═══ DATA EXTRACTS
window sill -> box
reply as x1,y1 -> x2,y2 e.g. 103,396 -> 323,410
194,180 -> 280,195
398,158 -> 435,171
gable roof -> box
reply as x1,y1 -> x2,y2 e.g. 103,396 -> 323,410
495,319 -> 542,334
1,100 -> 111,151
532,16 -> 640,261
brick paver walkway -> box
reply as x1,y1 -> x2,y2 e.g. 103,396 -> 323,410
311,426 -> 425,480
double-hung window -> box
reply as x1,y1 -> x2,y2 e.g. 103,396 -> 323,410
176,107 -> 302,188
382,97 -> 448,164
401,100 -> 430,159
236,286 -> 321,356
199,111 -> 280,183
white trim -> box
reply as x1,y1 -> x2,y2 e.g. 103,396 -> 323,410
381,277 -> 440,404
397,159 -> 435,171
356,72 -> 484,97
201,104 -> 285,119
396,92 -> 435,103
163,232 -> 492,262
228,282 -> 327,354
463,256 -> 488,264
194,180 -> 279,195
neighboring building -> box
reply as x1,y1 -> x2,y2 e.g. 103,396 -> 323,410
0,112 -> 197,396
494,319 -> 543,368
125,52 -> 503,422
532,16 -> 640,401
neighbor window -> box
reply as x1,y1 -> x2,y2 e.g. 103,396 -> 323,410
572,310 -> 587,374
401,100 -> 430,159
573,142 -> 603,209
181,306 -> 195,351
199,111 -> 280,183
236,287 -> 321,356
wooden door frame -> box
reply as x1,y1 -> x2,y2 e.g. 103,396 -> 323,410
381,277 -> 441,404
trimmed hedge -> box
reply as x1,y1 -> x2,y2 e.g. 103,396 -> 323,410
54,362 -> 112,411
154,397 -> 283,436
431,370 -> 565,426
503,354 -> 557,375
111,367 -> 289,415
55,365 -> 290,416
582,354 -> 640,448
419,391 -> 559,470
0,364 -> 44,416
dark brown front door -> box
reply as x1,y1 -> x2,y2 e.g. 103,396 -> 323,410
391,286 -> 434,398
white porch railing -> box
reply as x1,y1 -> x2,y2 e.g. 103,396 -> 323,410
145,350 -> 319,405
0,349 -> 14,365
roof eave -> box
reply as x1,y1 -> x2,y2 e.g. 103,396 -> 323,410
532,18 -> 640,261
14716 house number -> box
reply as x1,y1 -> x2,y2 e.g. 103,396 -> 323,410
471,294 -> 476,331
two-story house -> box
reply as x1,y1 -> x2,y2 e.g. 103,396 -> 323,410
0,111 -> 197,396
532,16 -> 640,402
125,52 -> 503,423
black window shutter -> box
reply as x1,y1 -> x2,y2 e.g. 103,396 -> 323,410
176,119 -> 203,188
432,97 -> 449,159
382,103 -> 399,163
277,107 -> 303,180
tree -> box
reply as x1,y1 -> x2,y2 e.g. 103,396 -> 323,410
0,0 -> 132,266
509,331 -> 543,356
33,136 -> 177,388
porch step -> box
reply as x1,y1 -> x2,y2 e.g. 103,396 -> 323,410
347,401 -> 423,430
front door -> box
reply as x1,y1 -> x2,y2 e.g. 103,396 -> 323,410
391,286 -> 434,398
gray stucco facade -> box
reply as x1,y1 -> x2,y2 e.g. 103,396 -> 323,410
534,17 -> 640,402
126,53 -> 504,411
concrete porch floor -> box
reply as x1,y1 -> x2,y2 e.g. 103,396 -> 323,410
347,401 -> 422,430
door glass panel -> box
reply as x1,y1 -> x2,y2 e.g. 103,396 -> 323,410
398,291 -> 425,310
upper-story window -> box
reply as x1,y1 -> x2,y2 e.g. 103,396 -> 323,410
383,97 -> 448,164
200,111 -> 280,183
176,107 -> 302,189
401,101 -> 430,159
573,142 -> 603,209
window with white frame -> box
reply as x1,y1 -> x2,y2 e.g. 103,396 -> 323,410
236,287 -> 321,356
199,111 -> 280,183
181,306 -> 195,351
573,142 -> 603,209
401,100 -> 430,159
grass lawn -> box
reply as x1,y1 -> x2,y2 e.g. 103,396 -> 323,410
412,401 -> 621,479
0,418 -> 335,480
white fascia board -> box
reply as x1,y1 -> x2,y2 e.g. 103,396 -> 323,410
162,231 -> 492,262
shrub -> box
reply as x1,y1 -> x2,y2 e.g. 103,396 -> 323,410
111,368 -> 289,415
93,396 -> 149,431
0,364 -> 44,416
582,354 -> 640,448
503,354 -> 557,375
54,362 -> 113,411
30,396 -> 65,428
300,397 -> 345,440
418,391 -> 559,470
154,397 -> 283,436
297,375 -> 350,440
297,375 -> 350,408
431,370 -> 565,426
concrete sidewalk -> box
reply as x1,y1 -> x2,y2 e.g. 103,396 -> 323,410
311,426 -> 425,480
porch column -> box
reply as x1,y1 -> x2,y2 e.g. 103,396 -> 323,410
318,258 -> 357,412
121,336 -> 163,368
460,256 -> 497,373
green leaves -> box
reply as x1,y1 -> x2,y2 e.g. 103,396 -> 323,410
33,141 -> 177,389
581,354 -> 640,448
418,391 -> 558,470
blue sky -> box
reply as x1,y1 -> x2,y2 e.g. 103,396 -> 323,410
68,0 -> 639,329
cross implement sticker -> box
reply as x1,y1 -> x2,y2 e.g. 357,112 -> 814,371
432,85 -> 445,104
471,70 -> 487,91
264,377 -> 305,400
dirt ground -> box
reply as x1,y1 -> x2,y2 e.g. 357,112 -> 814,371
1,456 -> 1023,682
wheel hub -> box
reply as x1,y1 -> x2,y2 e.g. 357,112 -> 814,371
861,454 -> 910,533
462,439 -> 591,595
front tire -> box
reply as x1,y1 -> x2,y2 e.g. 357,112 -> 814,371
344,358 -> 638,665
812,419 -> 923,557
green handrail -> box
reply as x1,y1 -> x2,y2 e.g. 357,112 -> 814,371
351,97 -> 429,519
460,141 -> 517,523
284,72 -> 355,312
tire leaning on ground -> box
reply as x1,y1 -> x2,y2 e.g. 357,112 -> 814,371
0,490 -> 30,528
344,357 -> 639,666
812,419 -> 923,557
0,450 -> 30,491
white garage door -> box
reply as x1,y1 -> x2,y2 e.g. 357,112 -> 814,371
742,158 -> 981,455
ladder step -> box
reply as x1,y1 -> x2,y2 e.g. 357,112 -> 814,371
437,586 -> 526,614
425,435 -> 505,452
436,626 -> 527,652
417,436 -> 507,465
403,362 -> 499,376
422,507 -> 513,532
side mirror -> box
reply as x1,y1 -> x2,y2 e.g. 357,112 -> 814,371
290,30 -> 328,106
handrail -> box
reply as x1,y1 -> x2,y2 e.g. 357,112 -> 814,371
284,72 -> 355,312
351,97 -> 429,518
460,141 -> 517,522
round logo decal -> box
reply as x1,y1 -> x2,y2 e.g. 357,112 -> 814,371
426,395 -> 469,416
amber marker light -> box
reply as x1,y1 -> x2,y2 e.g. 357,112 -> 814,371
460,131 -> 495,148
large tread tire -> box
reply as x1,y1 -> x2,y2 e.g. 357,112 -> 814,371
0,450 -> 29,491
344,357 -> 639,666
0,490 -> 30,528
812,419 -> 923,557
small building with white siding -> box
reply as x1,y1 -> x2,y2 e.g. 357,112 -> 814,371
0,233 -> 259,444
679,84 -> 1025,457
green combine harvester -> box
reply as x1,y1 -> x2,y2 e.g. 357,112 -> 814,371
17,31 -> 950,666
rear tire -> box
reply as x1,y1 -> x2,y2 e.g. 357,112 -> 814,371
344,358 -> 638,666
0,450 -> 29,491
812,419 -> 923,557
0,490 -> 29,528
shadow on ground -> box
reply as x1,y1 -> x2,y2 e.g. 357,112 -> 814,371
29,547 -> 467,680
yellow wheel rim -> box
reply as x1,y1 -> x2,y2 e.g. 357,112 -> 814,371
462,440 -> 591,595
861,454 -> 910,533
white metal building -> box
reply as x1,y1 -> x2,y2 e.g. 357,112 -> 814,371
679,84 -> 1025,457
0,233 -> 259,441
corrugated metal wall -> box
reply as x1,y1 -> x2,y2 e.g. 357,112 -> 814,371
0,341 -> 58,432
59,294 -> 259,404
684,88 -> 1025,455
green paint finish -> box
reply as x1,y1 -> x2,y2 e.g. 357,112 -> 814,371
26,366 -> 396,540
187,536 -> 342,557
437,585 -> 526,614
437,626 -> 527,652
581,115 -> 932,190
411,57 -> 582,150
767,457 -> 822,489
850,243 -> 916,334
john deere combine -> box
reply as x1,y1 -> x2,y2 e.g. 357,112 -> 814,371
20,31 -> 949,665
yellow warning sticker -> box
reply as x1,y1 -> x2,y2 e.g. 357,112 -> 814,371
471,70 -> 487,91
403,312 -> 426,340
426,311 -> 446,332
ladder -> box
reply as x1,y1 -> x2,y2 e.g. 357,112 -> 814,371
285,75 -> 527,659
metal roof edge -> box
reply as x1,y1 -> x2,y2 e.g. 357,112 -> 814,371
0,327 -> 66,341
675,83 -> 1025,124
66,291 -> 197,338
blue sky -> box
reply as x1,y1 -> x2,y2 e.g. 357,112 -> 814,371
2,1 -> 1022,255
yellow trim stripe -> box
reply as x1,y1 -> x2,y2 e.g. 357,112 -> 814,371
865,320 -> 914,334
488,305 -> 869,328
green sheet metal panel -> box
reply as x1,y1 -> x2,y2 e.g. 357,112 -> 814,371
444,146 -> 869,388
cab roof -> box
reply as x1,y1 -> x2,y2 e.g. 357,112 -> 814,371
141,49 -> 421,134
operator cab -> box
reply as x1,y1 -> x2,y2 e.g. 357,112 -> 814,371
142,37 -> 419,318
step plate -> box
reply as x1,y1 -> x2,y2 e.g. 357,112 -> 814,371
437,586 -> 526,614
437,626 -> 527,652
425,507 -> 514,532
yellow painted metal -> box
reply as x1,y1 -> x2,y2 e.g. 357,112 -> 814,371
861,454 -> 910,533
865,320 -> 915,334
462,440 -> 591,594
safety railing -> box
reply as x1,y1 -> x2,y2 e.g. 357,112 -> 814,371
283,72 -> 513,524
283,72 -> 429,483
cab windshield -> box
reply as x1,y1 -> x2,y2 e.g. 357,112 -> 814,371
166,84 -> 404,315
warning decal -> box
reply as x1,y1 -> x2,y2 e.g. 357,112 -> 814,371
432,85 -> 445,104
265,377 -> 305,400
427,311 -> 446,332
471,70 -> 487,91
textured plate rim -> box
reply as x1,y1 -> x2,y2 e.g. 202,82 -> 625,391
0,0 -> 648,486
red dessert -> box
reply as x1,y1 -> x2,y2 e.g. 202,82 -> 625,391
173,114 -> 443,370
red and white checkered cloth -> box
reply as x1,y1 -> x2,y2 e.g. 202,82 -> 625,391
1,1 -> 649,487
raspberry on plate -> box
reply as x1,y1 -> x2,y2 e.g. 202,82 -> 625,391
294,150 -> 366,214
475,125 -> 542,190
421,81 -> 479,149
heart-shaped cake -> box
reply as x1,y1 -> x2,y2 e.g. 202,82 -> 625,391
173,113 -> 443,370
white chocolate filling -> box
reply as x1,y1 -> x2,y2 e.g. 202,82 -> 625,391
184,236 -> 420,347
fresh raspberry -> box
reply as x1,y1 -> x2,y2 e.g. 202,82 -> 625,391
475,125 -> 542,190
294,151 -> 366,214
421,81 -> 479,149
══════
▶ [EXERCISE DIRECTIONS]: Write out the material above exactly, please, from its first line up to and including the line where "brick paver walkway -> box" appears, and stop there.

▶ [SOLUTION TO THIS EXERCISE]:
window sill -> box
reply as x1,y1 -> x2,y2 e.g. 103,396 -> 323,410
194,180 -> 280,195
398,158 -> 435,171
gable roof -> box
reply as x1,y1 -> x2,y2 e.g. 103,396 -> 323,410
495,319 -> 542,334
1,100 -> 111,151
532,16 -> 640,261
brick paver walkway -> box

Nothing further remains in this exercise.